> Data listing
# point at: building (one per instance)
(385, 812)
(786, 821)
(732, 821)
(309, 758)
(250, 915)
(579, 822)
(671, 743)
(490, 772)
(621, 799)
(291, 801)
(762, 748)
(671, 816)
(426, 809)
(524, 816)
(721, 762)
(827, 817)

> Work to do
Rewrite every line of the listing above as a numbered list, leaving out any blank lines.

> Expected answer
1. # point at: building (one per instance)
2. (385, 812)
3. (786, 821)
4. (732, 821)
5. (309, 758)
6. (250, 915)
7. (579, 822)
8. (671, 743)
9. (490, 772)
10. (621, 799)
11. (291, 801)
12. (762, 748)
13. (671, 816)
14. (426, 809)
15. (524, 816)
16. (721, 762)
17. (827, 817)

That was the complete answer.